## BEGIN RECORDS FOR THIS EXERCISE

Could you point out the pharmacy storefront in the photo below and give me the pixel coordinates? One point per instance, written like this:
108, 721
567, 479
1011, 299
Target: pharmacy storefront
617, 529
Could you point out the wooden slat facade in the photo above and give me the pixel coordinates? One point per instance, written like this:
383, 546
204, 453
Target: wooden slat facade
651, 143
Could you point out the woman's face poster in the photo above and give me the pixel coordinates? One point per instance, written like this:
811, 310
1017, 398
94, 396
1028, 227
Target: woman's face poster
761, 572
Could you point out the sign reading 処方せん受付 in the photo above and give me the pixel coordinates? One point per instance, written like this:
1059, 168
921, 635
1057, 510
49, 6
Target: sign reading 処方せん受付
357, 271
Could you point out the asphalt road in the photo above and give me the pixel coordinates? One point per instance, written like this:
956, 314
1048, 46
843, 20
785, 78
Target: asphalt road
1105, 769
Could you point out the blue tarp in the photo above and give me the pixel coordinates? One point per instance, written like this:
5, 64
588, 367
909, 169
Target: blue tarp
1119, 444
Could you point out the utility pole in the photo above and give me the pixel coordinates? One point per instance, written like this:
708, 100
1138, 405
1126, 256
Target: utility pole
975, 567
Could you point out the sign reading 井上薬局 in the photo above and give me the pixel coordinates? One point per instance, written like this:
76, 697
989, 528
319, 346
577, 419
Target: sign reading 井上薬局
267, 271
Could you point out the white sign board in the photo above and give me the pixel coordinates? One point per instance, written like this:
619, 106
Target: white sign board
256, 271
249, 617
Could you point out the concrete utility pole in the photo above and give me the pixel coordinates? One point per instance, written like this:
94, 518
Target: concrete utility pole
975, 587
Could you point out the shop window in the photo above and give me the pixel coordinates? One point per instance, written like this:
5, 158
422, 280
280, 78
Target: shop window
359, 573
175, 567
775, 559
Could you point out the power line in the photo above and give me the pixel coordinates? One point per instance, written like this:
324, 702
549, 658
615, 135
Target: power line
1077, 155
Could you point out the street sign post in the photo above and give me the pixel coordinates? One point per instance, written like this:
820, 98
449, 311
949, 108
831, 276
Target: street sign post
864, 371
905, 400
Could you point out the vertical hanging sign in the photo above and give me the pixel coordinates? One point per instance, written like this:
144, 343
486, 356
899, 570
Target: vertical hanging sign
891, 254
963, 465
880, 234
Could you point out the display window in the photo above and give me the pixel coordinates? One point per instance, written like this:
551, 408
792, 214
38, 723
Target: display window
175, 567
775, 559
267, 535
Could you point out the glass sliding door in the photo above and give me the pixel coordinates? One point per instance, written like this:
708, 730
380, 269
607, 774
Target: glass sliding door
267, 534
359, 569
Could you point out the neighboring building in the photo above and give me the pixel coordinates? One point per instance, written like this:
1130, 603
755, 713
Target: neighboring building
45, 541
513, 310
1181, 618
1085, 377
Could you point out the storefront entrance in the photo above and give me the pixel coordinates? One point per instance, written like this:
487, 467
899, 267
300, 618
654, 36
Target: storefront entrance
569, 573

## END RECORDS FOR THIS EXERCISE

> **SET PROBLEM**:
Your task is to repeat each line of the material exactly.

> **TASK RESPONSE**:
Could you point out the pharmacy storefront in the photo below and give me the pixel coordinates? One point per instance, written like this:
108, 721
567, 479
1011, 299
Target: pharmacy storefront
617, 529
Could you point out the wooden slat facade in the photo above and give me the pixel coordinates? One point per instance, written like this:
383, 546
204, 453
Target: wooden slat facade
651, 143
Could you point out the woman's face poster in the photo above and give me the pixel coordinates? One point per instance, written like this:
811, 310
1017, 398
94, 396
1028, 227
Target: woman's face poster
761, 572
Could you point out the sign reading 処方せん受付 in the photo above and give me the pixel coordinates? One point per instance, written like this:
1059, 168
921, 635
1057, 510
49, 6
Target: sign reading 処方せん受付
357, 271
Could you point out the asphalt road in the photo above and give me the pixel coordinates? One point per instance, written like this:
956, 314
1048, 46
843, 20
785, 78
Target: asphalt road
1105, 769
Could you point out the blue tarp in the photo above and give me the pixel coordinates? One point per instance, written like this:
5, 64
588, 367
909, 169
Target: blue tarp
1119, 444
Could you point out the utility pole in the photo above and give me the pixel coordinates? One point per instance, written like this:
708, 100
1138, 405
1126, 256
Target: utility pole
975, 567
Could you point out the sign reading 井上薬局 in the photo above and give me the pixel coordinates? One point per instance, written like this:
76, 697
989, 528
319, 346
577, 419
Target: sign reading 井上薬局
267, 271
Could you point out the white sign board in the photo above and give me the pixel coordinates? One point per instance, written like this:
619, 106
Target: white sign board
256, 271
249, 617
Could you point out the concrete utility pole in the photo above and give me the pixel coordinates? One point per instance, written like this:
94, 518
Target: concrete utility pole
975, 587
Could you point out the shop window in the photo above and give me the pixel coordinates? One point per instance, written like this:
5, 158
422, 280
280, 78
Target: shop window
359, 573
175, 567
775, 559
Could you point out the power line in the photo above and give me the pixel coordinates? One point per instance, written like this:
324, 702
549, 658
615, 135
Target: power line
1077, 155
Could you point out the street sign post in the photo above and give me the pixel coordinates? One point per instance, written like this:
820, 98
449, 311
949, 108
831, 276
Target: street sign post
864, 371
905, 400
Could you point out the vertical hanging sign in the photo above and give me the pixel coordinates? One point per instance, written like this:
144, 343
486, 356
899, 570
Target: vertical hanging sign
891, 254
963, 465
880, 234
Could you point out the display window in the photo above and give me the pixel coordinates? One point per instance, written like this:
551, 408
792, 214
38, 723
Target: display window
175, 567
775, 559
267, 535
Could you point out the glass sliding door in the photo above and give me the pixel coordinates? One point per instance, written like this:
708, 730
380, 269
607, 774
Target: glass sliding door
267, 534
359, 569
Could you point out the neighboring building in the photo above and give me the pixel coordinates? One point per instance, written like this:
1130, 603
755, 713
Target: neighboring building
45, 541
513, 310
1181, 618
1085, 377
Could you point out the storefront entrance in the photo above and give me the pixel coordinates? One point per instance, written like this:
487, 467
899, 267
300, 618
654, 36
Target: storefront entrance
569, 573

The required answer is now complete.